Stored items:
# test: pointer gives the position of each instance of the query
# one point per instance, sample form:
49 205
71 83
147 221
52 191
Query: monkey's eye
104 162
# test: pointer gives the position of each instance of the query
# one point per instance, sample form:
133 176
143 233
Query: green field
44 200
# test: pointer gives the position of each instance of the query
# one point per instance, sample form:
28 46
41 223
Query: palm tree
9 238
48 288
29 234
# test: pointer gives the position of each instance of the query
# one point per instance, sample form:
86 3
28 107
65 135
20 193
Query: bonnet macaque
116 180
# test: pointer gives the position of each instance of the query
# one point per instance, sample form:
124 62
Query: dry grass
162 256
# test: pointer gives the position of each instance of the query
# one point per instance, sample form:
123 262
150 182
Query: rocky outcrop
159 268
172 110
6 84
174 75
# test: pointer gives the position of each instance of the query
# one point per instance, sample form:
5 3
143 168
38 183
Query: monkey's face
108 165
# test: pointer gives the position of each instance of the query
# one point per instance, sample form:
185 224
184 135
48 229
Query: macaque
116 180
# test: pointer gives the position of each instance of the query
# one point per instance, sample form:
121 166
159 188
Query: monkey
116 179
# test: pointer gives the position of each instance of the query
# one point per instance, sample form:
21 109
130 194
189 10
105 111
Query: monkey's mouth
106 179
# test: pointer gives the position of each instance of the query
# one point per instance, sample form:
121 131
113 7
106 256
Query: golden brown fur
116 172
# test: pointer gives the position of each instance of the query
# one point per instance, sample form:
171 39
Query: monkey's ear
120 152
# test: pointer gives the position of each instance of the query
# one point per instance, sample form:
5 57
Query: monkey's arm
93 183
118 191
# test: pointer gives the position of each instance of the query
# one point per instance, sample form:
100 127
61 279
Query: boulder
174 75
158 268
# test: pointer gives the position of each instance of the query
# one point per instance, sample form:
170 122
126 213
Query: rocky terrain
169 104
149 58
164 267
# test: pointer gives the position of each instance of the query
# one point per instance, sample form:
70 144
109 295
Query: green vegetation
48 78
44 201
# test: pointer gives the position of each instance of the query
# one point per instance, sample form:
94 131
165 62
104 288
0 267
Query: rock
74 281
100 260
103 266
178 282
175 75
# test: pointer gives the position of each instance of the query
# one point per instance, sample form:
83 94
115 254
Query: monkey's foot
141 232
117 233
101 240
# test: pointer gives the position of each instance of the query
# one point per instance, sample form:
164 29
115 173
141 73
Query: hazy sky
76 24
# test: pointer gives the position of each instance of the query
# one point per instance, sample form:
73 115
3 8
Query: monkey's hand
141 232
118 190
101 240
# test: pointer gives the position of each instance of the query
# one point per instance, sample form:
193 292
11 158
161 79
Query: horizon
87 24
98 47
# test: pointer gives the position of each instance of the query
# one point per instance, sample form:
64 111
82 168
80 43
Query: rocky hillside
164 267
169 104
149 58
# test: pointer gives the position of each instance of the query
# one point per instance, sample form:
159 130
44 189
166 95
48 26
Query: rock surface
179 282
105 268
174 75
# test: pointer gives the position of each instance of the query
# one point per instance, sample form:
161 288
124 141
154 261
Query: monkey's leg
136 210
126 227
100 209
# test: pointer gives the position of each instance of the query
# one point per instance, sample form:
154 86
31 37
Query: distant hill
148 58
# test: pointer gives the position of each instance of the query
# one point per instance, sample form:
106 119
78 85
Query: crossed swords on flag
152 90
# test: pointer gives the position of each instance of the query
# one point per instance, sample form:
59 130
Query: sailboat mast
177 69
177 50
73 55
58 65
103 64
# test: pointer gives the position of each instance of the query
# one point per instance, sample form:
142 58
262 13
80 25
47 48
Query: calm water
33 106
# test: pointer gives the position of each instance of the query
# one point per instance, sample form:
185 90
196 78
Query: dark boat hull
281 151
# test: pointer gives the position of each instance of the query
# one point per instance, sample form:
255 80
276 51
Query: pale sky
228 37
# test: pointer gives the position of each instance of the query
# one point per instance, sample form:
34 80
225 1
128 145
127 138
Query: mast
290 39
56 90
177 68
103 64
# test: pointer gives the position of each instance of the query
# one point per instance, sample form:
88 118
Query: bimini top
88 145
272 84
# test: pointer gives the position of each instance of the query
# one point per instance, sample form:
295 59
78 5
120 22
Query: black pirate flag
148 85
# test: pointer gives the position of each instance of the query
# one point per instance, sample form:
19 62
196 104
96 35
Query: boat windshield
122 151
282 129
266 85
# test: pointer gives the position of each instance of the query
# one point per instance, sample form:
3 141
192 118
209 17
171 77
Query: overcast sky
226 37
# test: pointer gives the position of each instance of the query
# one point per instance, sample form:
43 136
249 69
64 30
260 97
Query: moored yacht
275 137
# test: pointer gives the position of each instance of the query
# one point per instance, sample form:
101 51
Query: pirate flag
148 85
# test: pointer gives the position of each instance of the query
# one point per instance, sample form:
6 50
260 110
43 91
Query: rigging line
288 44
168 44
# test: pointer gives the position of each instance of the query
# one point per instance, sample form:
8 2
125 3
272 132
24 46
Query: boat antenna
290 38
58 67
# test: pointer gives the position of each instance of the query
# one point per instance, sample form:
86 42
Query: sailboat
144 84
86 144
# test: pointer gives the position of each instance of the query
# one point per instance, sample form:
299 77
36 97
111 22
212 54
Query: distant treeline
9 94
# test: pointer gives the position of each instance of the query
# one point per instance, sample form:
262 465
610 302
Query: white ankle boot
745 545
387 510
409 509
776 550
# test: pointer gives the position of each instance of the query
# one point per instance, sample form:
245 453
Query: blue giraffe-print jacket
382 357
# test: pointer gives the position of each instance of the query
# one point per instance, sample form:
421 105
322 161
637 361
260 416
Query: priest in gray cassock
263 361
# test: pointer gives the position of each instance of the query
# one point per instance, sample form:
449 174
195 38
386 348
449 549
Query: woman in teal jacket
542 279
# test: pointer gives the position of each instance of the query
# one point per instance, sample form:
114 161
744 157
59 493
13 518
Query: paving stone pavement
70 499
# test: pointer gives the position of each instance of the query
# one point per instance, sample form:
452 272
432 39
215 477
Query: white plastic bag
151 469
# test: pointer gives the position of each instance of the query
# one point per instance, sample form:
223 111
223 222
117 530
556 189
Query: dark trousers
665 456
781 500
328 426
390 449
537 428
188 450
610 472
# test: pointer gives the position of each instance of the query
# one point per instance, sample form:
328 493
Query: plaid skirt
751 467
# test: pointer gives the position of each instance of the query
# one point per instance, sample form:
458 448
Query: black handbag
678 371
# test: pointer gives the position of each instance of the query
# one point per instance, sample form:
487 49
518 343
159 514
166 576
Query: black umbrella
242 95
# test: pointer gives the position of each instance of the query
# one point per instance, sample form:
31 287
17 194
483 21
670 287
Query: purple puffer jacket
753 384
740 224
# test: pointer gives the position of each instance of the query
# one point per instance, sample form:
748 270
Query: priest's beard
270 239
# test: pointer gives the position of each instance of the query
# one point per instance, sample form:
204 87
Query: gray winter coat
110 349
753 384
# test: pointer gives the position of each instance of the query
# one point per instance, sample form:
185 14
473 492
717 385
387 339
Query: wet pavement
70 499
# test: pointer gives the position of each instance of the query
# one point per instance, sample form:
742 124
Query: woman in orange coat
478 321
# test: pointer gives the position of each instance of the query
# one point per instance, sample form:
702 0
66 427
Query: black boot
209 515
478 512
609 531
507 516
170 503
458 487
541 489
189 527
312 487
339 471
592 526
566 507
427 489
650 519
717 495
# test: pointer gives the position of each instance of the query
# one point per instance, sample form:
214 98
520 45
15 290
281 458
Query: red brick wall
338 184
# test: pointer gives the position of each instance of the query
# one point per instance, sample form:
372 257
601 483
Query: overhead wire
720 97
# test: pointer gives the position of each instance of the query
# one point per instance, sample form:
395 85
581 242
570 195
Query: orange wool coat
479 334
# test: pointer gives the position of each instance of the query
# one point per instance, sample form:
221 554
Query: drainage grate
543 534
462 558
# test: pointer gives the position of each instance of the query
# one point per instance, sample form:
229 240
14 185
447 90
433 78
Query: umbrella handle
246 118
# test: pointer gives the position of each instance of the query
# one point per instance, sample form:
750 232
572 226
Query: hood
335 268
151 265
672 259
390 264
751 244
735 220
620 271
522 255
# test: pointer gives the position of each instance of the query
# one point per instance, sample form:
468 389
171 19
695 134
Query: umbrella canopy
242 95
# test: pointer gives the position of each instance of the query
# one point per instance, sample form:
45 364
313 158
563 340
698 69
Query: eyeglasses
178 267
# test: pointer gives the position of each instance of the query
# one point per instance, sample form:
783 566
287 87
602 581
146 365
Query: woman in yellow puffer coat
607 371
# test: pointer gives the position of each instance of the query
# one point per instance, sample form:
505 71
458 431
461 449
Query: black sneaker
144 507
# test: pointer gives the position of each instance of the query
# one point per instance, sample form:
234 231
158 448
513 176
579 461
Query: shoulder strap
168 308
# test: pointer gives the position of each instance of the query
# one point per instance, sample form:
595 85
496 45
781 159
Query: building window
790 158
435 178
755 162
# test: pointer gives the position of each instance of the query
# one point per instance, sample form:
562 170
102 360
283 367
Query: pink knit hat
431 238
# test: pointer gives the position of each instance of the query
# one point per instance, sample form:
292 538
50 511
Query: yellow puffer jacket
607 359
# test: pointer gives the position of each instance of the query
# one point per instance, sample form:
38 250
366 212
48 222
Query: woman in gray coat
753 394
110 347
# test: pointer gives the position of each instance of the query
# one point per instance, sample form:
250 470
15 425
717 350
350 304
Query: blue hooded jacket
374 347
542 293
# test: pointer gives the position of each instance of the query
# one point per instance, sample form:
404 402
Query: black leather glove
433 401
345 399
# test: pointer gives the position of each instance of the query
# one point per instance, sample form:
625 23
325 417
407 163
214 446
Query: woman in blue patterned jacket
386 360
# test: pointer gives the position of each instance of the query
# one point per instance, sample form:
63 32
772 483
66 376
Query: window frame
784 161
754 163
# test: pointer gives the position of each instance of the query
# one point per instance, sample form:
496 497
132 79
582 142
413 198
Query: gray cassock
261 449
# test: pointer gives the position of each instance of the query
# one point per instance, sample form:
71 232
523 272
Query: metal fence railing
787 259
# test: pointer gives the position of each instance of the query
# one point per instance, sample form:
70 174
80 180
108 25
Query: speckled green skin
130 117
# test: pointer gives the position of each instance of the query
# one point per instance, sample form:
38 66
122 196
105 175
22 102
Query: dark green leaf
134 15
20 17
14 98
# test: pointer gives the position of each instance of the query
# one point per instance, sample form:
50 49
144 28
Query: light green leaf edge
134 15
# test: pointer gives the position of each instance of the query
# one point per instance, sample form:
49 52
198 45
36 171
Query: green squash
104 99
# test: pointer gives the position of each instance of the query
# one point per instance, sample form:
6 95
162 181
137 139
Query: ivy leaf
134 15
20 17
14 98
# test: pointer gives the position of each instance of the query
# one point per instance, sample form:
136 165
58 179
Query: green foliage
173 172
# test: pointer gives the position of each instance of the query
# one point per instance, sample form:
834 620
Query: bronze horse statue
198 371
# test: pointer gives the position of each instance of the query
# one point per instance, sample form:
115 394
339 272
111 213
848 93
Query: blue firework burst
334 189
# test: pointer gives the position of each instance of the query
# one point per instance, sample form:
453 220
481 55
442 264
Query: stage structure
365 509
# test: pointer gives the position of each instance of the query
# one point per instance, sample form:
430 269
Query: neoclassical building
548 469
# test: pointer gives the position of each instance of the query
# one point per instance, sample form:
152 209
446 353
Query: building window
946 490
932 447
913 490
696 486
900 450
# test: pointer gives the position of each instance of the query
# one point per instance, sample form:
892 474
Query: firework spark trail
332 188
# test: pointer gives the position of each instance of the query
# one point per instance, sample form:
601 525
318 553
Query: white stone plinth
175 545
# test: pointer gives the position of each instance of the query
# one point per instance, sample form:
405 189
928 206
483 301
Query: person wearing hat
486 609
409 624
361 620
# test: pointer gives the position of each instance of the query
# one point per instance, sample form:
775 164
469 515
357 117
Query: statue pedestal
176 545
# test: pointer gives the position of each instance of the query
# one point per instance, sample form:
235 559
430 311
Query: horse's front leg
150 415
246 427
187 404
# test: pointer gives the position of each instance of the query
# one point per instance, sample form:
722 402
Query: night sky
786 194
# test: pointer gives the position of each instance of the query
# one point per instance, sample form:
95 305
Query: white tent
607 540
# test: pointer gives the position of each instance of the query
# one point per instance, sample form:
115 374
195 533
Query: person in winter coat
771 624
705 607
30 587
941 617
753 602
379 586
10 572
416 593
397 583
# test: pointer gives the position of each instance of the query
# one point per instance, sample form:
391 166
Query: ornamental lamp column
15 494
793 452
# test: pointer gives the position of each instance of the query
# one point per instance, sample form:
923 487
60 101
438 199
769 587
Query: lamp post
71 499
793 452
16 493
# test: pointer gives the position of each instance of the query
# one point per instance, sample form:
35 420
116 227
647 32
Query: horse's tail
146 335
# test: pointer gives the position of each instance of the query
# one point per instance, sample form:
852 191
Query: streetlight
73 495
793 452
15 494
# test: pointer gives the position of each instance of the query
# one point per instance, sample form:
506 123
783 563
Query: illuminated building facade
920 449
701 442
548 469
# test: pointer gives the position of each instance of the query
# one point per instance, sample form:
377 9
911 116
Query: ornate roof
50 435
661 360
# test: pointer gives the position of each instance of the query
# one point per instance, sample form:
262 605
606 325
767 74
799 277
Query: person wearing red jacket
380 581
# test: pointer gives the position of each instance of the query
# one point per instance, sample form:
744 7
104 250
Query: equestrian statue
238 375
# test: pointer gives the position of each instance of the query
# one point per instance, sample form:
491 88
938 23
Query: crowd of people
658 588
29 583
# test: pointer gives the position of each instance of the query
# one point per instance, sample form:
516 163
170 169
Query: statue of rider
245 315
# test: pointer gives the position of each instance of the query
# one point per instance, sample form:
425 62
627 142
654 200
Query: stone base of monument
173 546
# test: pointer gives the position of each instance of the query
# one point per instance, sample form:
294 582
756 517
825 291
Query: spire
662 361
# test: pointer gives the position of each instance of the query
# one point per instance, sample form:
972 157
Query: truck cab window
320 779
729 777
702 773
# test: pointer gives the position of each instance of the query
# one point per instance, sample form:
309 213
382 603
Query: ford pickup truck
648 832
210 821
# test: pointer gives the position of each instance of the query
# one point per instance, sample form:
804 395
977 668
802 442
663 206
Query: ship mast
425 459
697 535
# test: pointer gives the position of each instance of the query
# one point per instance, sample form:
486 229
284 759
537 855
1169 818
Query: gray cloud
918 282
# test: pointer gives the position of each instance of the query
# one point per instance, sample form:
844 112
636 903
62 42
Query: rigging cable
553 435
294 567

#### Written instruction:
Which lines of the material above contain the string "rocky", counting uppercase and lowercase as different? Pull out each of those lines.

#### Expected answer:
Query: rocky outcrop
Query: rocky terrain
Query: rocky hillside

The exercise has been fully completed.